演習用の文章:
また、private-isuの環境構築で詰まったポイントは下記にまとめました。
そして個人で練習している途中で私の書いた上記事が役に立っていることを発見して嬉しくなりました。
ISUCON13の参加エントリーを読み漁っていたことが、本格的に素振りを始めてからかなり効いていたことがわかりました。
前日
役割と当日discordに集まる時間、事前に公開されていたレギュレーションの確認をしました。
GitHubにプライベートリポジトリの作成も前日に行いました。
やったこと
起床
難関ポイント。
9時に起床という偉業を達成し、起きれましたと報告。
ポイントは早めにPCを閉じてスマホを置いて、布団に入ること。
また、久しぶりにちゃんと朝ごはんを食べました。
初動
マニュアルは読もうねと昨年の複数エントリで言及されていたのでちゃんと読みました。

課題一覧:
(A) ISUCONに関する文章によれば、前日にGitHubで何を作成したか答えよ。
(B) ISUCONに関する文章のうち「役割と当日discordに集まる時間」で始まる段落を、確認した事項の箇条書きに改めよ。
(C) ISUCONに関する文章を、最後の文の後から引き継いで書き進めよ。

データ:
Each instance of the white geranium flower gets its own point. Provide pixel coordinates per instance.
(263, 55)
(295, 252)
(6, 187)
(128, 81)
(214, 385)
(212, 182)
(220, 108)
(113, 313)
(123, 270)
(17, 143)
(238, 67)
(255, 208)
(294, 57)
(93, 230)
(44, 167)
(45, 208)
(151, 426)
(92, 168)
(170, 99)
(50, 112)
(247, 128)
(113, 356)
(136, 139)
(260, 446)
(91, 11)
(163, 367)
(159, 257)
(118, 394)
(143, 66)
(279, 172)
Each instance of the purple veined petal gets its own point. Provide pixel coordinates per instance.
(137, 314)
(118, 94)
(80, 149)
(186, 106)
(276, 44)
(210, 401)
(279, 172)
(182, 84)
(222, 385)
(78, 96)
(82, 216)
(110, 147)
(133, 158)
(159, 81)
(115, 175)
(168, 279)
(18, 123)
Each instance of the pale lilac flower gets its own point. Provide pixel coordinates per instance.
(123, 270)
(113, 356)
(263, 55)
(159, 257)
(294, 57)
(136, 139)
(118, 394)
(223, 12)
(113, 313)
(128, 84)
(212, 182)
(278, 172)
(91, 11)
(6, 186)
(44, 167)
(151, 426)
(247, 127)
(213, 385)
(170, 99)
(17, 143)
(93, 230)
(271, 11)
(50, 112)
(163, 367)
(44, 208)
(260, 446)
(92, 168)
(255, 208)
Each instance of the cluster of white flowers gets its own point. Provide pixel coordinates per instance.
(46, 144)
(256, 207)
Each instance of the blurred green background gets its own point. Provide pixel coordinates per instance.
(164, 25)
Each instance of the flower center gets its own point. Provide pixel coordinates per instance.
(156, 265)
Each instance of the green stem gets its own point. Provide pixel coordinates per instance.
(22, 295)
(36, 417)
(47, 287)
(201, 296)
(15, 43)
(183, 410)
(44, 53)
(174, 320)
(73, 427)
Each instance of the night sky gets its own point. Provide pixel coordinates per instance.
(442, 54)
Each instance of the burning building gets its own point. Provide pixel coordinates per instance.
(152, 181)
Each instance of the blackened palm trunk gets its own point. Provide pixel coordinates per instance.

課題の解答:
(A) プライベートリポジトリ

(B)
前日に確認したこと：
- 役割
- 当日discordに集まる時間
- 事前に公開されていたレギュレーション

(C)
- 椅子がライドとマッチした位置から乗車位置までの移動距離の合計 * 0.1
- 椅子の乗車位置から目的地までの移動距離の合計
- ライド完了数 * 5
の通り、点数の付け方が「椅子の移動距離」と「どれだけ人を送り届けたか」なのですが、「マニュアルを読んだだけじゃスコアの付け方分かんねくね?」みたいな話をしてほぼアプリ側を触ることなく終了しました。
アプリのシナリオを通した改善がもろに響くことを知らずに────
マニュアルを一通り読んでメンバーと意見交換をした後はCFnでアプリを立ち上げ、初回ベンチをまわしました。
このとき971点。
gitの設定とDBサーバーの分割をはじめ、12時過ぎに完了。1235点と若干伸びました。
分割完了後、分割先のDBサーバーに各々のDBクライアントで接続を行いました。
私はDataGripを使っていたので初期状態のER図を吐き出しました。
ここで一区切りついたし12時も回っているからということで一旦お昼を取ることにしました。
中盤
お昼から戻ってからpproteinの導入。
過去エントリでSGを変えたら失格という記載を見かけていたので、もしそうなら導入できないねと話をしていたのですが、変更OKでした。
練習していたので沼ることなくpproteinの導入完了。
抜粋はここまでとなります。